**Consigne écrite**
Recopiez mot pour mot le passage de l'extrait sur la titraille qui va de « L’Oreille tendue aime » à « 5 mars 2020). ».

**Extrait du texte**
※ ※ ※

L’insoutenable légèreté de la titraille

Milan Kundera, l’Insoutenable Légèreté de l’être, éd. de 2019, couverture

L’Oreille tendue aime bien se considérer comme un service public. C’est pourquoi il lui arrive de proposer des moratoires, notamment en matière de titraille : ne pas s’inspirer de Laclos, de Gabriel García Márquez (ici ou ), de Marivaux, de Houellebecq, de Denys Arcand ou de Réjean Ducharme, ne pas marier la tradition à la modernité, ne pas pratiquer le chiasme, ne pas adresser des lettres d’amour.

Accueillons aujourd’hui, dans ce club sélect, Milan Kundera.

«L’insoutenable inutilité de l’être» (le Devoir, 3 avril 2020).

«L’insoutenable légèreté de l’être occidental» (le Devoir, 21 mars 2020).

«Investiture démocrate. L’insoutenable dangerosité du (mot) socialisme» (la Presse+, 5 mars 2020).

«L’insoutenable légèreté du sentiment» (Fabula, janvier 2020).

※ ※ ※

**Données enregistrées**

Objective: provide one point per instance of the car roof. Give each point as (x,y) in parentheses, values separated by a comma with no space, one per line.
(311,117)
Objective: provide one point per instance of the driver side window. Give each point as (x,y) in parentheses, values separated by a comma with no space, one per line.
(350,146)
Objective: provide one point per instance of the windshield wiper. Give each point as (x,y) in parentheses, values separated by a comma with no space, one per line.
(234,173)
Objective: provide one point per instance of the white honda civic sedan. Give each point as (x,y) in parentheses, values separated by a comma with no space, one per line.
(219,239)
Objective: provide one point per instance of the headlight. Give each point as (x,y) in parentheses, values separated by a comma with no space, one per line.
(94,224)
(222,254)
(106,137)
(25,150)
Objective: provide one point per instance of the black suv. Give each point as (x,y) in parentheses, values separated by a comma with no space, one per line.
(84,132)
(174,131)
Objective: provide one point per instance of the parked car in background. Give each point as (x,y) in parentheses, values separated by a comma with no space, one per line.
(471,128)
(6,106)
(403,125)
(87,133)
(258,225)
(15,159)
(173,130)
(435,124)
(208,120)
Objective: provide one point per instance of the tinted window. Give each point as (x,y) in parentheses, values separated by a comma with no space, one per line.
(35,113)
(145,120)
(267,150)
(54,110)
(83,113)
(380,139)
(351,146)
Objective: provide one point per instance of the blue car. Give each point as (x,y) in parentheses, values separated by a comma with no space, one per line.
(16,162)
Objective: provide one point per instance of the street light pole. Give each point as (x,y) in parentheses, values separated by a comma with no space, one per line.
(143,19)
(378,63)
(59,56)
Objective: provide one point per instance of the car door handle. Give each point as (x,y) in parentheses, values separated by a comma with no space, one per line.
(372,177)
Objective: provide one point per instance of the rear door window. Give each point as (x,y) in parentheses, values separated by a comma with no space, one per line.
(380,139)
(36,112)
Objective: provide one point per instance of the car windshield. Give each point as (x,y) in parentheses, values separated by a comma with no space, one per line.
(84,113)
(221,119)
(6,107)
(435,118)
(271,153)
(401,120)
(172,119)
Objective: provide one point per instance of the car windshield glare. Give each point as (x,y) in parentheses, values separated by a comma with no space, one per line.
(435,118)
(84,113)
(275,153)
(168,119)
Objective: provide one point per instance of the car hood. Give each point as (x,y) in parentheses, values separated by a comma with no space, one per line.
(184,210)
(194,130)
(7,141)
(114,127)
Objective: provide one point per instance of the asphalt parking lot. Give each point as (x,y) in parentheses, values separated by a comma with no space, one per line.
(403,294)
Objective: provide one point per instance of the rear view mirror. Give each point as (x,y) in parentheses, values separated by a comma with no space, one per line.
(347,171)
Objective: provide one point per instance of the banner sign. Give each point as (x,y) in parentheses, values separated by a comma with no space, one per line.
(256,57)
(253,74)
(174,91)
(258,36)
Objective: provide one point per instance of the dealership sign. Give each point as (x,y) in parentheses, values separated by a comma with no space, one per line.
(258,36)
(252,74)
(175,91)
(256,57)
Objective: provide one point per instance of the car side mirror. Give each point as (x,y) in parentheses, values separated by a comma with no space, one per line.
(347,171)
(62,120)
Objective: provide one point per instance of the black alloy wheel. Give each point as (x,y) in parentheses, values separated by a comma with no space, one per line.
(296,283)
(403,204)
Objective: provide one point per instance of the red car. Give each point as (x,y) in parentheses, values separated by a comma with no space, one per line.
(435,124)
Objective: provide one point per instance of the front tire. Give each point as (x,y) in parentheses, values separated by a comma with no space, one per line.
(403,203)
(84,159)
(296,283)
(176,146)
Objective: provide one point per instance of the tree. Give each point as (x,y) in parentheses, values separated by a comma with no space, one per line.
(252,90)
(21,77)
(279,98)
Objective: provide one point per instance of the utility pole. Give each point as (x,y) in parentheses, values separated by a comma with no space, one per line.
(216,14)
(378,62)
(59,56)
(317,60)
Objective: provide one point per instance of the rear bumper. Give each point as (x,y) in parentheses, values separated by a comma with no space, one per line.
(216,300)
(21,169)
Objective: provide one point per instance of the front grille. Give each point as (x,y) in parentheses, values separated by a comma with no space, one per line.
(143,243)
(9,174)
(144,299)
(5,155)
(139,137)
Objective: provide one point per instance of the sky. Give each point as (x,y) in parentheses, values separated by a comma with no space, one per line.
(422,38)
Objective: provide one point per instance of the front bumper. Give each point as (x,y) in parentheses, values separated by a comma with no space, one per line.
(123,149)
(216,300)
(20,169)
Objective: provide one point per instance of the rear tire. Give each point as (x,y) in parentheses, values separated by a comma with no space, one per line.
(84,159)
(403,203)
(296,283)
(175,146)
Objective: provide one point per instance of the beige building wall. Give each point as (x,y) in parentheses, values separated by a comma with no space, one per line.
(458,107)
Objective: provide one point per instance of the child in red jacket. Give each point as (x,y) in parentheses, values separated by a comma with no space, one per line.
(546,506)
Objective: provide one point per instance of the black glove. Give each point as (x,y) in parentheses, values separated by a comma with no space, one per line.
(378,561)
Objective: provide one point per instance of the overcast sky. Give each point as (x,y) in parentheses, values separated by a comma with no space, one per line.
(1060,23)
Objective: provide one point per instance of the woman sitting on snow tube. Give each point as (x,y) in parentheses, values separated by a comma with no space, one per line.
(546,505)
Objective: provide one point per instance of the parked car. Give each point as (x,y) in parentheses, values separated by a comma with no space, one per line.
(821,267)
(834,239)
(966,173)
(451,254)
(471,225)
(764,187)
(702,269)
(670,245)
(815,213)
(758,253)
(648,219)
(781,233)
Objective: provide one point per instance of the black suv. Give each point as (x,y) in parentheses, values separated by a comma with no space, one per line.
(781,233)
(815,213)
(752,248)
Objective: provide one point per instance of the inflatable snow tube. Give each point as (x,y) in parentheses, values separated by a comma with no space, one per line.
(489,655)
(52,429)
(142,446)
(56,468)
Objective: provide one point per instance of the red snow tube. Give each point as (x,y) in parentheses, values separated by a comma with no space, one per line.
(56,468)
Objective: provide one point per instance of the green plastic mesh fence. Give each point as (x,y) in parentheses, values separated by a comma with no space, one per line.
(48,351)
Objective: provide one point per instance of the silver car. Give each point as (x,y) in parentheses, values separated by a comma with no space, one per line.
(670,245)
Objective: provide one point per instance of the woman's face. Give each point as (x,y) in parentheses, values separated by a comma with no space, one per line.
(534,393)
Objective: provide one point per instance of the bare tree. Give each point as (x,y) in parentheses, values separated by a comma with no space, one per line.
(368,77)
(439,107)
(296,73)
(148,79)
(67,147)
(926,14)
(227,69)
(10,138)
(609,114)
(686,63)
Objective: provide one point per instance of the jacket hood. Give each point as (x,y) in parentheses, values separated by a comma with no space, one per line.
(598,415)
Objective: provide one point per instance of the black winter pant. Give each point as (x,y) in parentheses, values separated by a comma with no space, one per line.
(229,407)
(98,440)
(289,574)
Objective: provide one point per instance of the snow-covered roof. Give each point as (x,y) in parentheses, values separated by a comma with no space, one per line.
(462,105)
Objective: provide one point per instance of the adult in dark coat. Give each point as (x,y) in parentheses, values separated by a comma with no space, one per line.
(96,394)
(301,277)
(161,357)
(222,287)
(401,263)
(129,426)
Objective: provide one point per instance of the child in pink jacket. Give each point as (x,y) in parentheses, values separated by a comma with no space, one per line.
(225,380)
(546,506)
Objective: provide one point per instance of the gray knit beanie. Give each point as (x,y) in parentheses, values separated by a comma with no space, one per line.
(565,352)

※ ※ ※

**Réponse attendue**
L’Oreille tendue aime bien se considérer comme un service public. C’est pourquoi il lui arrive de proposer des moratoires, notamment en matière de titraille : ne pas s’inspirer de Laclos, de Gabriel García Márquez (ici ou ), de Marivaux, de Houellebecq, de Denys Arcand ou de Réjean Ducharme, ne pas marier la tradition à la modernité, ne pas pratiquer le chiasme, ne pas adresser des lettres d’amour.

Accueillons aujourd’hui, dans ce club sélect, Milan Kundera.

«L’insoutenable inutilité de l’être» (le Devoir, 3 avril 2020).

«L’insoutenable légèreté de l’être occidental» (le Devoir, 21 mars 2020).

«Investiture démocrate. L’insoutenable dangerosité du (mot) socialisme» (la Presse+, 5 mars 2020).